Dataset entries:
+++

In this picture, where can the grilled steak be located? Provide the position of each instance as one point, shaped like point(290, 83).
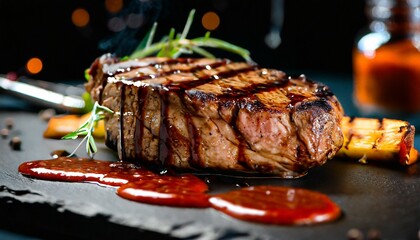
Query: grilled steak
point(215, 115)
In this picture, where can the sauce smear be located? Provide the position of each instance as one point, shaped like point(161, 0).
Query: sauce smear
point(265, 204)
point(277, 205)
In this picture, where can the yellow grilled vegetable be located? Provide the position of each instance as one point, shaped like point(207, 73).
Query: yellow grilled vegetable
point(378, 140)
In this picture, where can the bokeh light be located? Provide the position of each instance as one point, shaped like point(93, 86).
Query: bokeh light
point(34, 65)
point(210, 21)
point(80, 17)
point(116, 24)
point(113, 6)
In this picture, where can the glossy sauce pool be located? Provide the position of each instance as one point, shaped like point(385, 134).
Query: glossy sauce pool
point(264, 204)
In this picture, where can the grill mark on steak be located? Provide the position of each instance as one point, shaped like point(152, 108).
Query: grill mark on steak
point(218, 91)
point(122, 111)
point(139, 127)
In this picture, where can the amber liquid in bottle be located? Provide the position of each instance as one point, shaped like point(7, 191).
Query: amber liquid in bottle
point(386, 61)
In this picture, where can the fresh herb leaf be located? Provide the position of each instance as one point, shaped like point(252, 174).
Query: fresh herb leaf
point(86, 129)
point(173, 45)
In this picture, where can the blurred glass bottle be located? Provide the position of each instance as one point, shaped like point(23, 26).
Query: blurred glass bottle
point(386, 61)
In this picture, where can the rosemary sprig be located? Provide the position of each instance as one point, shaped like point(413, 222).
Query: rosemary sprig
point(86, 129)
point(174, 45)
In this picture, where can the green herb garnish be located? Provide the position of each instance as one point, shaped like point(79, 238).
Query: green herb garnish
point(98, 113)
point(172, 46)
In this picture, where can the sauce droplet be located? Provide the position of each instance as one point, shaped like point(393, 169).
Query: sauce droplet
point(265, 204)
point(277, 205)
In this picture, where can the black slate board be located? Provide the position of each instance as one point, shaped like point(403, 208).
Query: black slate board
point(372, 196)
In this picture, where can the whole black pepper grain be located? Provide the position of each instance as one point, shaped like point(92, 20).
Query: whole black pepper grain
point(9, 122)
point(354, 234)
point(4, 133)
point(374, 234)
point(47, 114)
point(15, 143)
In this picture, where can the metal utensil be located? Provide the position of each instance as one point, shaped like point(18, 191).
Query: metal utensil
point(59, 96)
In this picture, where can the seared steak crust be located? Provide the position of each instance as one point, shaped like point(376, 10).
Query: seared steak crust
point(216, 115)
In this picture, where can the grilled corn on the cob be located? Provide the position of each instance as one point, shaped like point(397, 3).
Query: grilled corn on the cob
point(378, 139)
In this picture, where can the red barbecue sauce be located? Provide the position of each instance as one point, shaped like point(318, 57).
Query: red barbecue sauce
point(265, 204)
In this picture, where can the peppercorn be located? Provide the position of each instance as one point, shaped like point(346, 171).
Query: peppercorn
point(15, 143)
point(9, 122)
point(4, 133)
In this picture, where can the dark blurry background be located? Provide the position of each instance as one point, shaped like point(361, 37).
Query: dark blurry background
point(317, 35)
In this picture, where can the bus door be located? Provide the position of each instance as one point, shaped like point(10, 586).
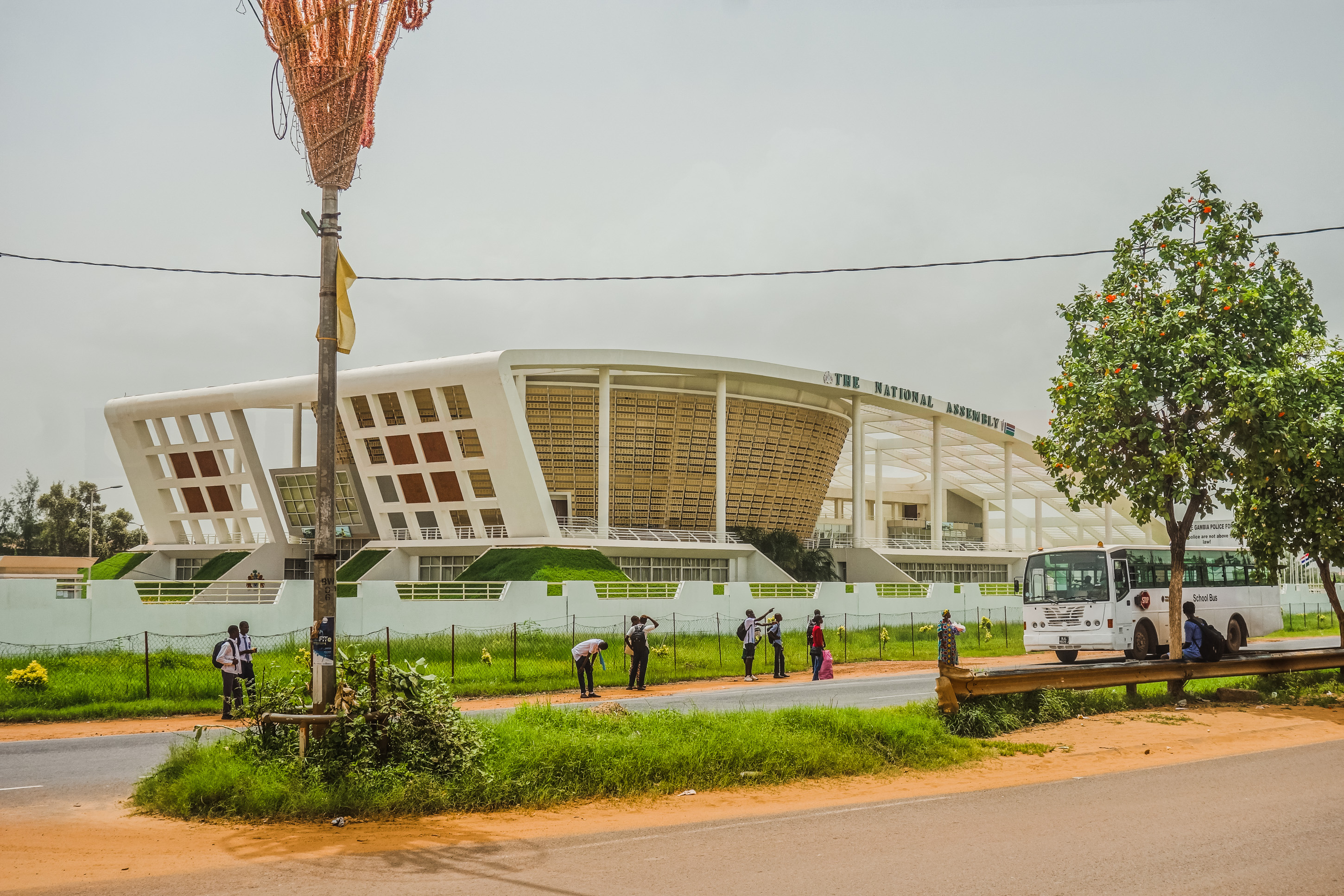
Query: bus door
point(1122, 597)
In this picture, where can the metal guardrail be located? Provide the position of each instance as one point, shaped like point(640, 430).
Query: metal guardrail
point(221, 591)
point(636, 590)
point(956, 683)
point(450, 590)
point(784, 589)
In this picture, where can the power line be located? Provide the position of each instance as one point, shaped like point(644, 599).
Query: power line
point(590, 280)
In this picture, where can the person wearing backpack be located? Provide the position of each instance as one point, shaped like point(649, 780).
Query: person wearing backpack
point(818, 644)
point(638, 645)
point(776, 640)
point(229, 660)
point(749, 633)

+++

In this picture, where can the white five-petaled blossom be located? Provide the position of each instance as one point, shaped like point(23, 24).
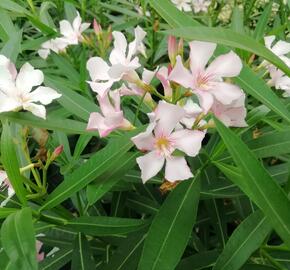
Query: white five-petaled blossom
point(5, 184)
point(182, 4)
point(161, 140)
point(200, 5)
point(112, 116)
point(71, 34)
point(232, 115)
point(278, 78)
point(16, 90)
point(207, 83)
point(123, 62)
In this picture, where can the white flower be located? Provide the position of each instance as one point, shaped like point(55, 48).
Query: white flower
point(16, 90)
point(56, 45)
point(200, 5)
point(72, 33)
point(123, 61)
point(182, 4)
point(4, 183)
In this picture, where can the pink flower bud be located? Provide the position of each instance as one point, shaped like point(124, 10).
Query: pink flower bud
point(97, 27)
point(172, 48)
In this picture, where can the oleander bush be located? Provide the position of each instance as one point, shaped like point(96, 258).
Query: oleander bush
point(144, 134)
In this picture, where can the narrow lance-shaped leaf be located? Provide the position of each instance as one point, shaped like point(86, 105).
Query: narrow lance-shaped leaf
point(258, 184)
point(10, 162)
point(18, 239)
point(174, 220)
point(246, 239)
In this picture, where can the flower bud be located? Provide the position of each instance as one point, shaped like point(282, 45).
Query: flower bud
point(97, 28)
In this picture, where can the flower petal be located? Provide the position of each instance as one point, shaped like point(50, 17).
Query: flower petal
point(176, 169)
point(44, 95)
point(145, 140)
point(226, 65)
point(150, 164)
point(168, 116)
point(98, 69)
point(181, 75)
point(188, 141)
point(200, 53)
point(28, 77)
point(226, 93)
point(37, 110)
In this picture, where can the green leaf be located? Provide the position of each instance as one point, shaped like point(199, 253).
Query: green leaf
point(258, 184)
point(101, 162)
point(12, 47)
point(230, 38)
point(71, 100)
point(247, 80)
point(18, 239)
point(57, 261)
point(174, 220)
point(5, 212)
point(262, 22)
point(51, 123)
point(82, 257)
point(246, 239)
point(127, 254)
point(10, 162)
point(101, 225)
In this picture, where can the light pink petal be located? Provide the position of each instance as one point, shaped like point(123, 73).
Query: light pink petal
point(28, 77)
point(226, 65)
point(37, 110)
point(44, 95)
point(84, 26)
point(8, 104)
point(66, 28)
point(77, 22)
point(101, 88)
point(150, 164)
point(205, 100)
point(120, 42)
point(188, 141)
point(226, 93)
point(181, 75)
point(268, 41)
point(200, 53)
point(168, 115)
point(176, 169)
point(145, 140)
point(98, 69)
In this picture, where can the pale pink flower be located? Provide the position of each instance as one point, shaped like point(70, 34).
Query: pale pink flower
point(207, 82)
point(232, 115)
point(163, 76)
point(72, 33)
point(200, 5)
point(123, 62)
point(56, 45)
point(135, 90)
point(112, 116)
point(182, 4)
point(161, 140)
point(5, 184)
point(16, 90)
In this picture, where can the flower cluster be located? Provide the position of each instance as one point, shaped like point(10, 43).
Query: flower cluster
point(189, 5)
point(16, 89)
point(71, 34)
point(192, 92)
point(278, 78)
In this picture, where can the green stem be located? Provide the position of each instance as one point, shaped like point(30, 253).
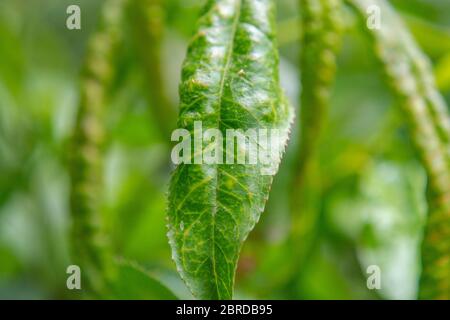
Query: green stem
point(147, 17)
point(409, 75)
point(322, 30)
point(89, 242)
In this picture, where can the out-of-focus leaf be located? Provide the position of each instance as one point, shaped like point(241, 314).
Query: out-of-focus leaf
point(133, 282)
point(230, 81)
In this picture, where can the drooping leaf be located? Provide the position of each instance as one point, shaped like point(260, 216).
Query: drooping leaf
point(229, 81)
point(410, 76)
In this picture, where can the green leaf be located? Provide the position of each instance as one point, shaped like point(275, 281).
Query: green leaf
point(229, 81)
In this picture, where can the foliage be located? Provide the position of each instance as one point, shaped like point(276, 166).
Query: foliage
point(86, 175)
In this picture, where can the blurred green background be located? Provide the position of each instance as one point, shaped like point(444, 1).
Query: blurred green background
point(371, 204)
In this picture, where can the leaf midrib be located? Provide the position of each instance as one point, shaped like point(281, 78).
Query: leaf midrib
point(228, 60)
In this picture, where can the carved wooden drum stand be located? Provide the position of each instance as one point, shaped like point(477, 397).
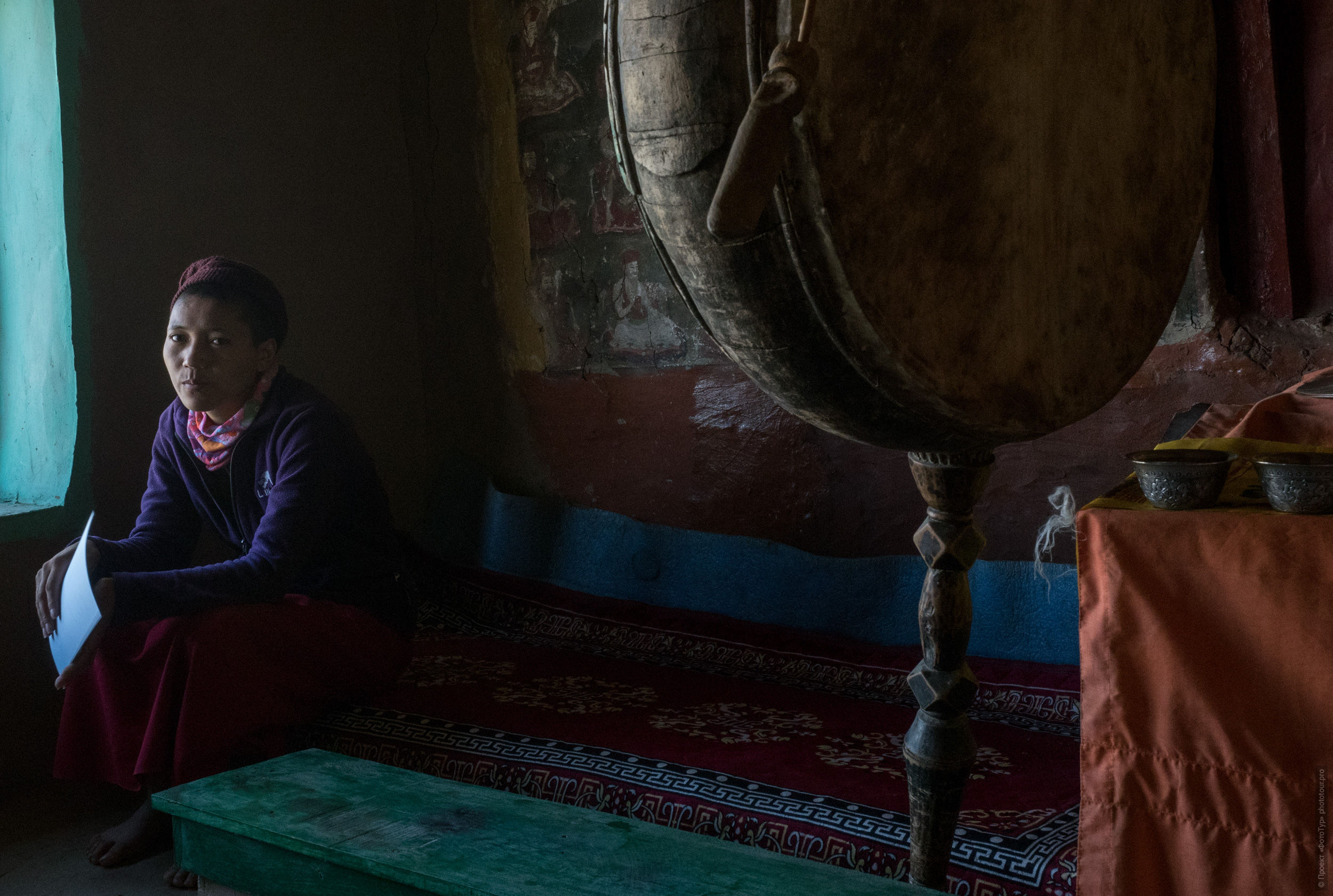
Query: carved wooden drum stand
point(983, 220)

+++

Render the listing from the line with "In this picture, where can the white five-petaled" up to and including the line with "point(172, 48)" as a Markdown table with the columns Row and Line, one numbered row per line. Omit blank lines and the pictures.

EXERCISE RESULT
| Row | Line |
|---|---|
| 1 | In this picture, where can the white five-petaled blossom be located? Provide the position of each instance as one point, shaped like point(23, 24). |
| 2 | Query: white five-petaled blossom |
| 3 | point(5, 184) |
| 4 | point(182, 4) |
| 5 | point(161, 140) |
| 6 | point(200, 5) |
| 7 | point(112, 116) |
| 8 | point(71, 34) |
| 9 | point(232, 115) |
| 10 | point(278, 78) |
| 11 | point(16, 90) |
| 12 | point(207, 83) |
| 13 | point(123, 62) |
| 14 | In this picture, where can the white flower be located? Provide the position of each instance as one point, shaped like point(55, 48). |
| 15 | Query: white flower |
| 16 | point(16, 90) |
| 17 | point(56, 45) |
| 18 | point(200, 5) |
| 19 | point(72, 33) |
| 20 | point(123, 61) |
| 21 | point(182, 4) |
| 22 | point(4, 183) |
| 23 | In this picture, where can the pink flower bud be located? Provide the position of each instance as one point, shaped like point(124, 10). |
| 24 | Query: pink flower bud |
| 25 | point(97, 27) |
| 26 | point(172, 48) |